• [Source passage]:
**********

“It repented the Lord that he had made man on the earth, and it grieved him at his heart.” Genesis 6:6
The manner in which God here acknowledges man as his handiwork is specially to be noted. The words are, “It repented the Lord that he had made man upon earth.” It is not said generally, “that man had been made”; but definitely, that “he had made man.” He had spoken of man in his primeval goodness, as coming from his hand; so now he does not fail to remind us that it is this same man, this very race, that has now become so worthless and hateful.
He might have drawn a veil over this point, so as to prevent our being so vividly reminded that man was truly his own workmanship. But he does not. Nay, he brings the sad fact before us, — a fact that seems to reflect upon his own skill and power. He does not disavow creation. He does not disown man. He does not speak or act as one ashamed to be known as the Maker of one so miserably apostate, so incurably depraved. Even when making known man’s extremity of guilt, he openly owns him as his creature. He does not keep silence on the matter, as one desirous that it should be forgotten or unnoticed. He brings it directly forward, as if to call attention to the fact.

**********

• [Dataset extract]:
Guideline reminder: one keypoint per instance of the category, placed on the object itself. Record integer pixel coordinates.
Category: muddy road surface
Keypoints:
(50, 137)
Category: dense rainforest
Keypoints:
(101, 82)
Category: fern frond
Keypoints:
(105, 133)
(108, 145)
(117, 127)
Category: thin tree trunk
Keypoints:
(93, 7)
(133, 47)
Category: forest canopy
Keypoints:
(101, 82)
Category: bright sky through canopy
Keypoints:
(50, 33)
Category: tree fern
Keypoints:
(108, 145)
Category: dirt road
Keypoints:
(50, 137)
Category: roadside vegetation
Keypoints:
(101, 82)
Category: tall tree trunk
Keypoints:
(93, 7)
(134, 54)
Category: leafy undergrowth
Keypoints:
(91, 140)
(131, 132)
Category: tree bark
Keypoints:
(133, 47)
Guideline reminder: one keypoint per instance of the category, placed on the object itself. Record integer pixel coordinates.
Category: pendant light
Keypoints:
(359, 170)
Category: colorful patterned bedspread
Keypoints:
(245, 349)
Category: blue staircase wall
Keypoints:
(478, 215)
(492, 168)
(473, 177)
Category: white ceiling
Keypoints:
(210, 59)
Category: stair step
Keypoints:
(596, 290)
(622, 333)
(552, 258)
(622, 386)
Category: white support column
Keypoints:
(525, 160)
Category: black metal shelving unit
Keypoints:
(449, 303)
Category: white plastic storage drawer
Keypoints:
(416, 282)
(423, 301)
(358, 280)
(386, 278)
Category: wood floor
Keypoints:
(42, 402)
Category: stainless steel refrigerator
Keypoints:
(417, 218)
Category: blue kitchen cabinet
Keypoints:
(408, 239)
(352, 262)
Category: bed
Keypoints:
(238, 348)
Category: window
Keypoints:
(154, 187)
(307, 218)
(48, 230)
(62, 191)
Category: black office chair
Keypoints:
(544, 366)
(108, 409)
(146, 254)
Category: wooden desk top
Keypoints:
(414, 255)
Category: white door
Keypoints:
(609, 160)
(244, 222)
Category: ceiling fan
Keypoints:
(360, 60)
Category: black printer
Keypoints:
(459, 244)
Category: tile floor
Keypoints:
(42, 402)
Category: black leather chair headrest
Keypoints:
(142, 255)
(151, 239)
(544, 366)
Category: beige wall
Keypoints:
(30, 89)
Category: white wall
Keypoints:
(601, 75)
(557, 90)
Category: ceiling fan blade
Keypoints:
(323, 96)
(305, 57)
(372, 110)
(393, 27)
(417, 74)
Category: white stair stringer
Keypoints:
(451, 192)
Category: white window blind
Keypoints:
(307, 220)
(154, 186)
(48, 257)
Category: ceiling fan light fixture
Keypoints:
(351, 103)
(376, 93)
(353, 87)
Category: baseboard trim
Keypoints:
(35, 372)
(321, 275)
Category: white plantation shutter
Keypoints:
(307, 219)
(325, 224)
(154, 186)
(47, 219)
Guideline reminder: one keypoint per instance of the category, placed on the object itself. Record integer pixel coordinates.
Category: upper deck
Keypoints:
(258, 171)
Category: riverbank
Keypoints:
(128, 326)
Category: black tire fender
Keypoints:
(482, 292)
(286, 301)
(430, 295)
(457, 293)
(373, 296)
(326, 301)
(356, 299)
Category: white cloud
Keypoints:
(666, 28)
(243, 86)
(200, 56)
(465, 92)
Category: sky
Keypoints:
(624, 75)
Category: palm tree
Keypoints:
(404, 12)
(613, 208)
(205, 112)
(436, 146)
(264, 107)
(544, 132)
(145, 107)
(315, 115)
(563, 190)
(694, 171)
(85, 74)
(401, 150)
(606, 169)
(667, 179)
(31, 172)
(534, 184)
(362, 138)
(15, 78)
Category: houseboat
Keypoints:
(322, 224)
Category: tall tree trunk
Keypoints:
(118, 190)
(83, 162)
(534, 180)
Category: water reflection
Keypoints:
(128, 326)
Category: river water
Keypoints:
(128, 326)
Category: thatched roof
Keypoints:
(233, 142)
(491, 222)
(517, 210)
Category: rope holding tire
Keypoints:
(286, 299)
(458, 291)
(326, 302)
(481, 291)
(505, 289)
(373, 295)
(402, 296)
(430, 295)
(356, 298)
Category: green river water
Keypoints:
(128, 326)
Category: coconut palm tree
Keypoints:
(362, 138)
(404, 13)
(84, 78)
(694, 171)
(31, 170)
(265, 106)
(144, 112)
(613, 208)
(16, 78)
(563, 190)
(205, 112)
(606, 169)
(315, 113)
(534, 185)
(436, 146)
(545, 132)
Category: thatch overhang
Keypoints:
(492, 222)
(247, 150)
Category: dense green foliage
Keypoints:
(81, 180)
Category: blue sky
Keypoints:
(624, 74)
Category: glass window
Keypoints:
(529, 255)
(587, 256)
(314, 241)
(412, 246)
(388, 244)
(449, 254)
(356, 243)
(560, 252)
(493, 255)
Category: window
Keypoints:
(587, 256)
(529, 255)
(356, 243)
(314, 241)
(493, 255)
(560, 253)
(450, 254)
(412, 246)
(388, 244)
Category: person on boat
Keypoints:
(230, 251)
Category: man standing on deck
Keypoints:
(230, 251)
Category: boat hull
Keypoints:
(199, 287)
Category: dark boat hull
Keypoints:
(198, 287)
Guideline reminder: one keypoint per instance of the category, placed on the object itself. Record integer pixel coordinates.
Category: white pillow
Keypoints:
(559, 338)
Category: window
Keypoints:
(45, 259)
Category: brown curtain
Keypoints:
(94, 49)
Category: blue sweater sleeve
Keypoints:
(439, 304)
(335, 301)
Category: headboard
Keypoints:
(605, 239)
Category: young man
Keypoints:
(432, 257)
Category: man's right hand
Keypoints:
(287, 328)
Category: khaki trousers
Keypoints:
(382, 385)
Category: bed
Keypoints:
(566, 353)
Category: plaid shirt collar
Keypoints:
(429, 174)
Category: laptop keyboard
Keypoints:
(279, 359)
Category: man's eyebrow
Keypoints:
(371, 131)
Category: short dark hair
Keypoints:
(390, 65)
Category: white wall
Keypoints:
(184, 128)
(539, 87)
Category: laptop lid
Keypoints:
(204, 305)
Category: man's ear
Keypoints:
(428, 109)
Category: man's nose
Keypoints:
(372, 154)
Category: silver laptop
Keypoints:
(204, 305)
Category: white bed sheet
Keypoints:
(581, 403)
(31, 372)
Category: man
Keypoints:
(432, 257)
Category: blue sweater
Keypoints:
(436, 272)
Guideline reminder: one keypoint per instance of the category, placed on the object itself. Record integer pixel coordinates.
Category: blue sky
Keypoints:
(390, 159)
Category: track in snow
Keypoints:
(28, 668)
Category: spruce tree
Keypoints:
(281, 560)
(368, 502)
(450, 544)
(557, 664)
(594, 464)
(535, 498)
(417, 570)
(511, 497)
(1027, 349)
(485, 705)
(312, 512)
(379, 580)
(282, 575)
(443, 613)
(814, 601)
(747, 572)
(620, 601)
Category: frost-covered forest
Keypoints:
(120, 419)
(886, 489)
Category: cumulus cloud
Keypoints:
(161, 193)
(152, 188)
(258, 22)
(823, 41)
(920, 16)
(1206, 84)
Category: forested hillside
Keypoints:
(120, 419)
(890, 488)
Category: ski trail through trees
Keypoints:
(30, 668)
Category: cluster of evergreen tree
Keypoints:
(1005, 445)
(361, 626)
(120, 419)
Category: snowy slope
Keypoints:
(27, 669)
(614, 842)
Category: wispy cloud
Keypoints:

**********

• [Task to carry out]:
Copy the passage on Genesis 6:6 starting with "He might have" and going on through "to the fact.", but swap "veil" for "curtain". The entries can be set aside.

• [Answer area]:
He might have drawn a curtain over this point, so as to prevent our being so vividly reminded that man was truly his own workmanship. But he does not. Nay, he brings the sad fact before us, — a fact that seems to reflect upon his own skill and power. He does not disavow creation. He does not disown man. He does not speak or act as one ashamed to be known as the Maker of one so miserably apostate, so incurably depraved. Even when making known man’s extremity of guilt, he openly owns him as his creature. He does not keep silence on the matter, as one desirous that it should be forgotten or unnoticed. He brings it directly forward, as if to call attention to the fact.